Teks pilihan:
NaWilla dan membalik halaman kisah masa kecil
Saya tak
punya banyak buku fiksi yang bercerita soal anak-anak. Maksudnya bukan buku
anak-anak lho, ya. Tapi buku yang bercerita tentang anak-anak. Untuk menyebut
satu-dua, ada Pangeran Kecil dan Toto Chan. Itu saja.
Kalau
diingat-ingat, memang buku macam itu agak jarang. Kalaupun ada, ya mungkin bercerita
tentang dunia anak-anak dalam perspektif orang dewasa. Padahal, setelah membaca
Pangeran Kecil dan Toto Chan, rasanya dunia anak-anak itu seru. Tak pernah
kehabisan bahan untuk diceritakan.
Suatu
waktu, saya sedang Insta-walking (ya macam blog walking gitulah)
di beberapa curated book shops. Lalu saya ketemu postingan NaWilla
ini. Buku yang sampulnya berwarna kecoklatan ini belum pernah sekalipun saya
lihat di toko buku (setidaknya di satu toko buku besar berinisial G itu). Satu-dua
foto masih saya skip. Tapi lalu fotonya makin banyak. Di book shop
sebelah juga ada. Wah, seberapa menarik sih buku ini, sampai banyak dijual di
Instagram? Sementara saya tak pernah tahu sebelumnya.
Penulis NaWilla
adalah Reda Gaudiamo. Nama penulisnya tak asing. Saya sering lihat nama beliau
di beberapa majalah wanita sebagai redaktur atau juri pada event menulis.

Bahan:
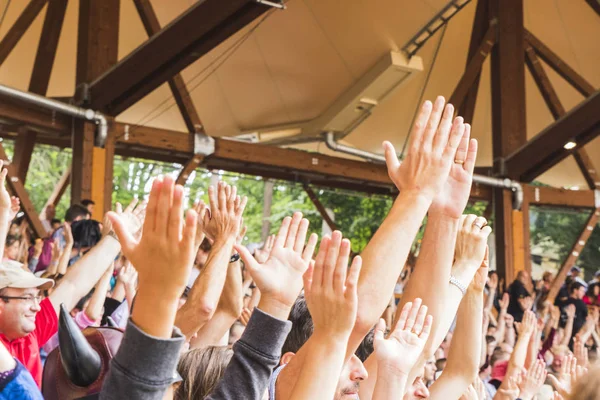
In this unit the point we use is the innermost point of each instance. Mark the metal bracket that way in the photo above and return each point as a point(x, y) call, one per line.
point(272, 4)
point(204, 145)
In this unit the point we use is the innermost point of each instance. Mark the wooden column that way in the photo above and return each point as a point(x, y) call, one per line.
point(508, 118)
point(97, 51)
point(578, 246)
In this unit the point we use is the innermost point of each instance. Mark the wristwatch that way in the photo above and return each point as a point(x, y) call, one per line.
point(458, 284)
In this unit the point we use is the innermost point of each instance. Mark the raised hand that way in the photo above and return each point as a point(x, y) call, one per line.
point(164, 254)
point(434, 142)
point(331, 297)
point(279, 278)
point(533, 381)
point(15, 206)
point(403, 347)
point(471, 247)
point(527, 324)
point(224, 219)
point(504, 302)
point(262, 255)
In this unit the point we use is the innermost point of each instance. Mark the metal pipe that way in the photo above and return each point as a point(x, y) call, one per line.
point(506, 183)
point(60, 107)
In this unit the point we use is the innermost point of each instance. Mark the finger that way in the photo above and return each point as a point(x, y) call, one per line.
point(331, 258)
point(212, 198)
point(242, 206)
point(352, 280)
point(125, 238)
point(301, 236)
point(150, 221)
point(175, 216)
point(401, 324)
point(341, 267)
point(131, 206)
point(283, 231)
point(434, 122)
point(418, 130)
point(463, 146)
point(391, 158)
point(292, 232)
point(420, 321)
point(426, 327)
point(412, 316)
point(249, 261)
point(310, 247)
point(320, 261)
point(188, 231)
point(469, 164)
point(440, 141)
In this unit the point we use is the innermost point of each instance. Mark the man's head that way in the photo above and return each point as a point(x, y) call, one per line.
point(19, 300)
point(302, 328)
point(89, 204)
point(76, 213)
point(577, 290)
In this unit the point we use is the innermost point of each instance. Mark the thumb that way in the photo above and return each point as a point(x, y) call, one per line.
point(391, 158)
point(249, 261)
point(379, 330)
point(125, 238)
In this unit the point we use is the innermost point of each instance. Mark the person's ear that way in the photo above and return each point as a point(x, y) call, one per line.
point(286, 358)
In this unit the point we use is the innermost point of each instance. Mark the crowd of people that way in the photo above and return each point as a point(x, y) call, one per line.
point(156, 302)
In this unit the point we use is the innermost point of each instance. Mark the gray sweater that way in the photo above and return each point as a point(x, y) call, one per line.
point(144, 366)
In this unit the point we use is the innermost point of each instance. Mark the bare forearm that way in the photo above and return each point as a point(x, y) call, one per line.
point(463, 359)
point(84, 274)
point(322, 367)
point(383, 260)
point(204, 295)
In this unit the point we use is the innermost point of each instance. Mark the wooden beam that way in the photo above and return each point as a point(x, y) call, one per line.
point(176, 83)
point(581, 125)
point(558, 65)
point(508, 117)
point(595, 4)
point(573, 255)
point(59, 189)
point(473, 69)
point(320, 207)
point(19, 28)
point(46, 52)
point(200, 29)
point(481, 24)
point(188, 168)
point(587, 168)
point(16, 187)
point(548, 196)
point(557, 110)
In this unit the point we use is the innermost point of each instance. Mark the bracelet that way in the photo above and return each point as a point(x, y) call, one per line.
point(458, 284)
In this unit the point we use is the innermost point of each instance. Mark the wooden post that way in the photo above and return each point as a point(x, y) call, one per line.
point(578, 246)
point(508, 117)
point(97, 50)
point(267, 202)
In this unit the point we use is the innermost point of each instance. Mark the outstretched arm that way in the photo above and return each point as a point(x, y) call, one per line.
point(222, 226)
point(463, 360)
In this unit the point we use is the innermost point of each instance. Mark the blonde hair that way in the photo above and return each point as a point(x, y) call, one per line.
point(201, 370)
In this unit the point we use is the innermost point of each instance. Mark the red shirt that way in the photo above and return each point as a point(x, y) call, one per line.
point(27, 349)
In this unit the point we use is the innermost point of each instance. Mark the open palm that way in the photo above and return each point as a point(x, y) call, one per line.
point(454, 193)
point(280, 277)
point(402, 349)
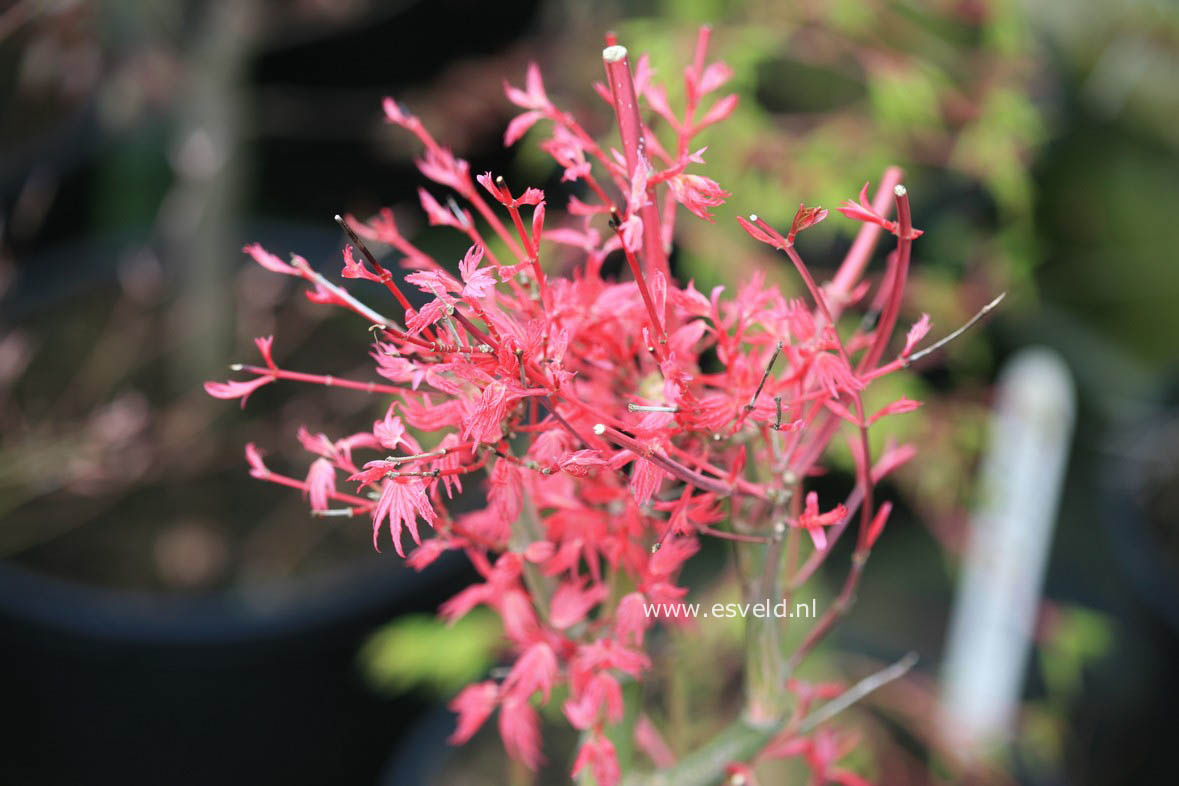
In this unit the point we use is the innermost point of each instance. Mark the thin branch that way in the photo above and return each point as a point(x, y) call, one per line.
point(933, 348)
point(858, 691)
point(769, 367)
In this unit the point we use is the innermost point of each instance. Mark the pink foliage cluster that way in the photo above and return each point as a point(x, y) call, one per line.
point(611, 423)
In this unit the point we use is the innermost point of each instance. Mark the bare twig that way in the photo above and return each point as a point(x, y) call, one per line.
point(858, 691)
point(933, 348)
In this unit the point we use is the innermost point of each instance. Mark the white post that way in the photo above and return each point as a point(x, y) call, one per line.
point(999, 593)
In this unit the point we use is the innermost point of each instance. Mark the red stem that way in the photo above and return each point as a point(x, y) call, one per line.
point(630, 130)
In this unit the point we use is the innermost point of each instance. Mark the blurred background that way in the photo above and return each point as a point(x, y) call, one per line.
point(166, 619)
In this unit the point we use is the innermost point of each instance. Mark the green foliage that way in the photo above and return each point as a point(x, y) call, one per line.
point(422, 652)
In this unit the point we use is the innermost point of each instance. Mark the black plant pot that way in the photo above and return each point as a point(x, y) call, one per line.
point(231, 688)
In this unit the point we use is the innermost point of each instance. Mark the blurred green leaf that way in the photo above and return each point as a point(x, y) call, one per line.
point(421, 651)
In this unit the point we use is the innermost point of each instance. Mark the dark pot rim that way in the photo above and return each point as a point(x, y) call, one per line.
point(274, 609)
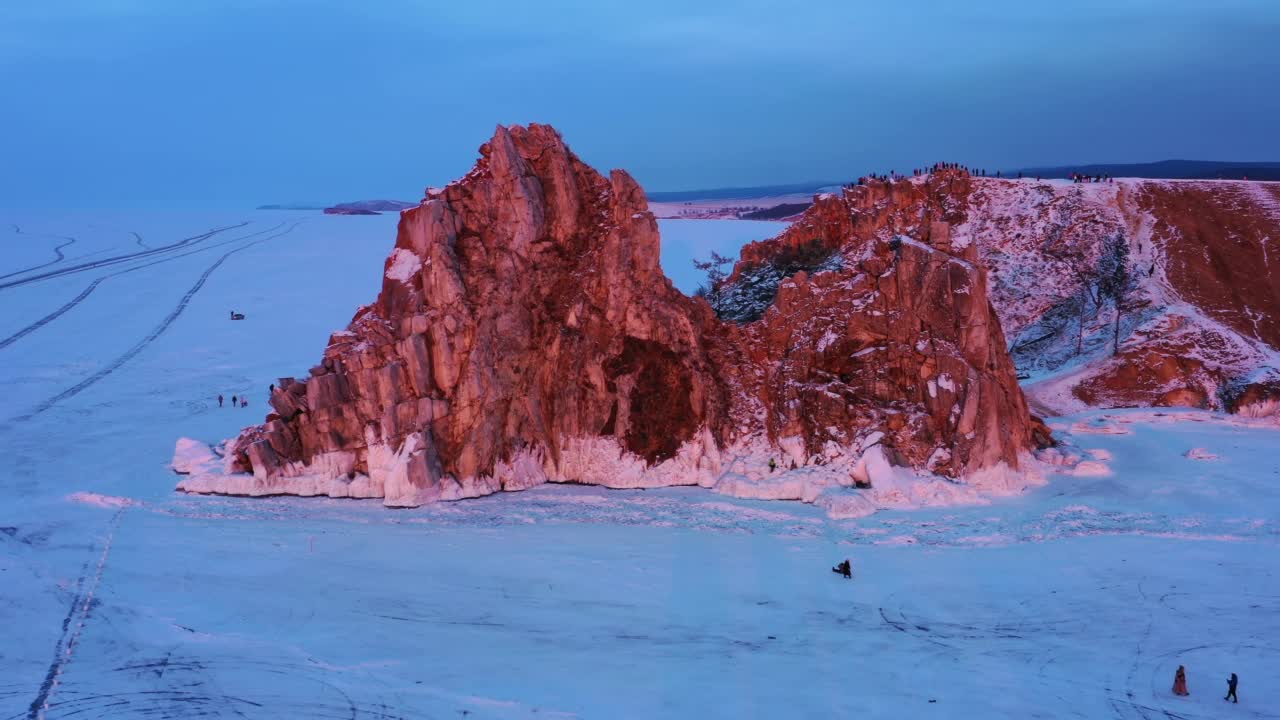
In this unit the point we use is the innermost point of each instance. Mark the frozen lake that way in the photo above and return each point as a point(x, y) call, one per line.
point(122, 598)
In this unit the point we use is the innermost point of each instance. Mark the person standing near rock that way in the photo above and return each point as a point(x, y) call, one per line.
point(1180, 682)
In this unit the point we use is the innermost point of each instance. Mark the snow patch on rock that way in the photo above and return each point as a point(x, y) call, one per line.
point(403, 264)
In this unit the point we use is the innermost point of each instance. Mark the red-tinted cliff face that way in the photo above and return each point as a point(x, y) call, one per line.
point(526, 333)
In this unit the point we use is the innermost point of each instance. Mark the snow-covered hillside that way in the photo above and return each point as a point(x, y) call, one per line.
point(1196, 324)
point(123, 598)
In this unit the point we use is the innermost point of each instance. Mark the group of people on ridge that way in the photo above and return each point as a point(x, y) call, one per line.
point(937, 167)
point(1180, 684)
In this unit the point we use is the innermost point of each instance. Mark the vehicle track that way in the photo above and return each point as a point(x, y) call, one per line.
point(94, 285)
point(81, 606)
point(155, 333)
point(58, 251)
point(118, 259)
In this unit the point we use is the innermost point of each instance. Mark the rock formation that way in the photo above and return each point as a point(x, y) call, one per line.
point(1198, 323)
point(525, 333)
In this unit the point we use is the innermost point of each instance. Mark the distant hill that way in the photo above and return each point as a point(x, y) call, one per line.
point(739, 192)
point(355, 208)
point(359, 206)
point(1170, 169)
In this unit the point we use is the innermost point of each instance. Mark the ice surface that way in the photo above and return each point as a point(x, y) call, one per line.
point(123, 598)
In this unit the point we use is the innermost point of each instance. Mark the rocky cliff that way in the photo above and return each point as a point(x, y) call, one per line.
point(525, 333)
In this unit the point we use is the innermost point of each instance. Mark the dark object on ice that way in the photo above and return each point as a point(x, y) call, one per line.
point(1180, 682)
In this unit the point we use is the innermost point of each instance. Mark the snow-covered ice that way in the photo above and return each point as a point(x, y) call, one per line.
point(123, 598)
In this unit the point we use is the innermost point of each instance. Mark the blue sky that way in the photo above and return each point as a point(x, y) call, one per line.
point(236, 103)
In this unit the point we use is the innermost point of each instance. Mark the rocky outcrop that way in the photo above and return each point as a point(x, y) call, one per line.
point(525, 333)
point(1197, 323)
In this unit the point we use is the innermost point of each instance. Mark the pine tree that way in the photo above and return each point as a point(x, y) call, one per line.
point(1115, 281)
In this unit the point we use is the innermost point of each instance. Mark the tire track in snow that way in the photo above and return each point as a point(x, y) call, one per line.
point(117, 259)
point(81, 607)
point(58, 251)
point(155, 333)
point(94, 285)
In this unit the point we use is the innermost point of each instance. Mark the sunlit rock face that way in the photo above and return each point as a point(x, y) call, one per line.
point(526, 333)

Petunjuk:
1 – Menurut ulasan buku NaWilla, siapa penulis buku itu?
2 – Salin persis bagian ulasan buku NaWilla dari "NaWilla dan membalik" sampai "blog walking gitulah)".

Jawaban:
1 – Reda Gaudiamo.

2 –
NaWilla dan membalik halaman kisah masa kecil
Saya tak
punya banyak buku fiksi yang bercerita soal anak-anak. Maksudnya bukan buku
anak-anak lho, ya. Tapi buku yang bercerita tentang anak-anak. Untuk menyebut
satu-dua, ada Pangeran Kecil dan Toto Chan. Itu saja.
Kalau
diingat-ingat, memang buku macam itu agak jarang. Kalaupun ada, ya mungkin bercerita
tentang dunia anak-anak dalam perspektif orang dewasa. Padahal, setelah membaca
Pangeran Kecil dan Toto Chan, rasanya dunia anak-anak itu seru. Tak pernah
kehabisan bahan untuk diceritakan.
Suatu
waktu, saya sedang Insta-walking (ya macam blog walking gitulah)